--- Ausgewählter Text ---
——————————

# taz.de -- Rätselraten in Russland: Fahndung nach dem Kremlchef
       
       > Seit über einer Woche ist Wladimir Putin abgetaucht und hat mehrere
       > Termine platzen lassen. Die Gerüchteküche brodelt. Lebt er überhaupt
       > noch?
       
 (IMG) Bild: Wurde seit über einer Woche nicht mehr gesichtet: Kremlchef Wladimir Putin.
       
       MOSKAU taz | Wieder ist Wladimir Putin verschwunden. Nun schon länger als
       eine Woche. Das wäre nicht dramatisch, würde nicht der russische Präsident
       das Volk sonst mit mehrmaligen Auftritten täglich im staatlichen Fernsehen
       verwöhnen. Der Kremlchef ist omnipräsent. Die Imagestrategen im Kreml haben
       aus Putin einen nimmermüden, immer wachsamen Multitasker gemacht, dessen
       einzige Leidenschaft seinem Land gilt.

——————————

[Auszüge aus Datensätzen zur Ortsannotation]
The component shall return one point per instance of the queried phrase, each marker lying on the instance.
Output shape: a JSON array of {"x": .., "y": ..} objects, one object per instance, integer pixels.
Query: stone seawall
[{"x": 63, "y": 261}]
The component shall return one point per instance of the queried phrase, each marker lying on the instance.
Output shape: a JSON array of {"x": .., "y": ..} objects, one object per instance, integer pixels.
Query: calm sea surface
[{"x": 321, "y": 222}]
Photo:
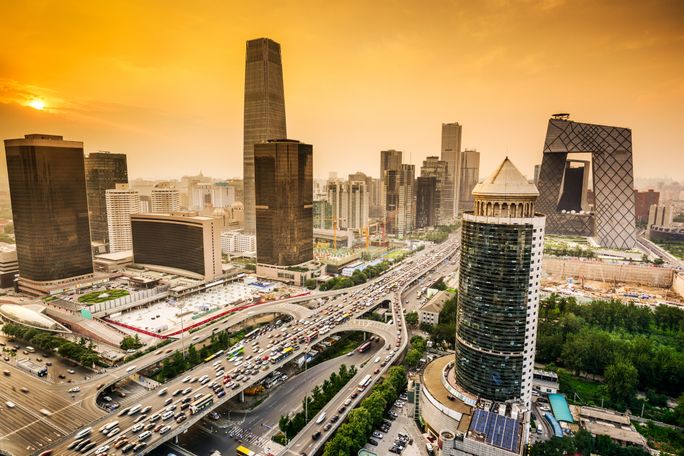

——————————

--- Folgendes bearbeiten ---
A: Gib den Abschnitt des Artikels über Putins Abtauchen unverändert aus, der mit den Worten „MOSKAU taz |“ beginnt und mit „seinem Land gilt.“ endet.
B: Schreibe den Artikel über Putins Abtauchen im Anschluss an seinen letzten Satz weiter.

--- Erwartete Ergebnisse ---
A:
MOSKAU taz | Wieder ist Wladimir Putin verschwunden. Nun schon länger als
       eine Woche. Das wäre nicht dramatisch, würde nicht der russische Präsident
       das Volk sonst mit mehrmaligen Auftritten täglich im staatlichen Fernsehen
       verwöhnen. Der Kremlchef ist omnipräsent. Die Imagestrategen im Kreml haben
       aus Putin einen nimmermüden, immer wachsamen Multitasker gemacht, dessen
       einzige Leidenschaft seinem Land gilt.

B:
       
       Die Kommunikation mit dem Volk ist jedoch seit Langem nachhaltig gestört,
       es gibt keinen Dialog, der nicht inszeniert wäre. Dieses Netz des
       Schweigens wird in solchen Momenten durch aberwitzige Gerüchte und kühnste
       Spekulationen aufgefüllt. Daran beteiligen sich Volk und Elite mit gleicher
       Inbrunst. Fakten sind Nebensache.
       
       Bei der Rekonstruktion des Aktivitätsprofils des Vermissten jedoch stößt
       die fahndende Gesellschaft auf der Website des Kremls auf Termine und
       Treffen, die der Präsident nach Auskunft gut informierter Kreise nicht
       wahrnahm. Auch der Tagesablauf ist bereits eine Legende. Hat Wladimir Putin
       doch noch eine andere, ist er mit ihr zur Niederkunft beim Feind im Westen?
       Unterzieht er sich erneut einer Verjüngungskur? Lebt er überhaupt noch?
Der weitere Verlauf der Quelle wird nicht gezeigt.